▶ **GOAL OF THE EXERCISE**
Return the entries in full, exactly as written.
--- EXERCISE INPUTS Enclosed Below ---
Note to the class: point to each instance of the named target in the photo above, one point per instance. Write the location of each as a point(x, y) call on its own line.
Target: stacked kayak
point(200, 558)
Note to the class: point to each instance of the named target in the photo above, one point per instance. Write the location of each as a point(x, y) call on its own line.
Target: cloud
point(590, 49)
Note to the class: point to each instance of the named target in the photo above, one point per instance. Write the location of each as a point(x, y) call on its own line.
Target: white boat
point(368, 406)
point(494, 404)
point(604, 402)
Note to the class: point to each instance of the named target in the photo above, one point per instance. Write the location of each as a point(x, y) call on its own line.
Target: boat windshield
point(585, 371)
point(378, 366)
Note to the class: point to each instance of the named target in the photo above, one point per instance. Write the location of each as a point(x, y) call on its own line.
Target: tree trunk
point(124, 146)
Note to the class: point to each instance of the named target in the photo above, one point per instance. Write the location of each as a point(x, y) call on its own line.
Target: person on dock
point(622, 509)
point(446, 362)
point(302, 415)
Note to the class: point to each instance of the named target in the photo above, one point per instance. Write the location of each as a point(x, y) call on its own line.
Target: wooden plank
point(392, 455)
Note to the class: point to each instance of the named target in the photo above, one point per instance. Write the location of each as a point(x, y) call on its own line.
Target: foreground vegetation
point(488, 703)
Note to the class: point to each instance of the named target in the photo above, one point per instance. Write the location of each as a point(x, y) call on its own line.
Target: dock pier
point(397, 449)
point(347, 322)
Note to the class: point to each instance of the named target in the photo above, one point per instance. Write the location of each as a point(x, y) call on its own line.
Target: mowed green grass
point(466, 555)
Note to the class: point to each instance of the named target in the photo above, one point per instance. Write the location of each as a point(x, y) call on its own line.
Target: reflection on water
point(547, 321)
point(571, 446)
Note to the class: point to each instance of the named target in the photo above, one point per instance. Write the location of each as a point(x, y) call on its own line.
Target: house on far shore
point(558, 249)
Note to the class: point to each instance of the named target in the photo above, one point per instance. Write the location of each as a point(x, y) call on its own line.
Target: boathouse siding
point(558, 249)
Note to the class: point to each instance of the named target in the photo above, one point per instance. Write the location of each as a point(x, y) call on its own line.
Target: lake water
--- End of Enclosed EXERCISE INPUTS ---
▶ **REPLY**
Note to the class: point to each instance of the named target in the photo above, one point per instance. Write the location of each as a point(x, y) call on its own line.
Target: stacked kayak
point(200, 558)
Note to the class: point to each instance of the named target in the photo above, one point per instance. Write the location of each as a point(x, y) call on its own line.
Target: cloud
point(590, 49)
Note to the class: point to each instance of the named target in the photo above, one point per instance. Write the location of each as a point(x, y) call on its own line.
Target: white boat
point(368, 406)
point(494, 404)
point(604, 402)
Note to the class: point to each instance of the named target in the photo above, one point per instance. Write the location of each as a point(x, y) call on its own line.
Target: boat windshield
point(585, 371)
point(378, 366)
Note to the class: point to each instance of the named target in the photo above, one point per instance. Write the location of each as a point(x, y) call on its own line.
Target: tree trunk
point(124, 146)
Note to the class: point to each instance of the named target in the photo above, one point per instance. Write the location of each as a point(x, y) call on its own line.
Target: person on dock
point(622, 509)
point(446, 362)
point(302, 415)
Note to the class: point to each instance of the named target in the photo above, one point per instance. Write the location of each as a point(x, y) call on its own line.
Target: wooden plank
point(392, 455)
Note to the class: point to each instance of the named target in the photo above, one point per instance. Write the location of each as a point(x, y) call on its own line.
Target: foreground vegetation
point(488, 703)
Note to the class: point to each instance of the named target in the photo above, one point per instance. Write the location of each as a point(x, y) call on its own line.
Target: dock pier
point(397, 449)
point(347, 322)
Note to the class: point to each instance of the named target in the photo above, one point per instance. Write the location of each as a point(x, y) call on its own line.
Target: mowed green grass
point(466, 555)
Note to the class: point to each instance of the named target in the photo above, one point per instance. Write the location of each as a point(x, y) call on its own line.
Target: reflection on water
point(547, 321)
point(571, 446)
Note to the class: point to each instance of the named target in the photo above, one point per instance. Write the location of each as a point(x, y) call on its own line.
Target: house on far shore
point(558, 249)
Note to the class: point to each instance of the named target in the photo above, one point per instance. Write the location of each as a point(x, y) call on its own line.
Target: boathouse siding
point(558, 249)
Note to the class: point to each instance of the named target in the photo above, one point per instance. Write the location of each as a point(x, y) call on its own line.
Target: lake water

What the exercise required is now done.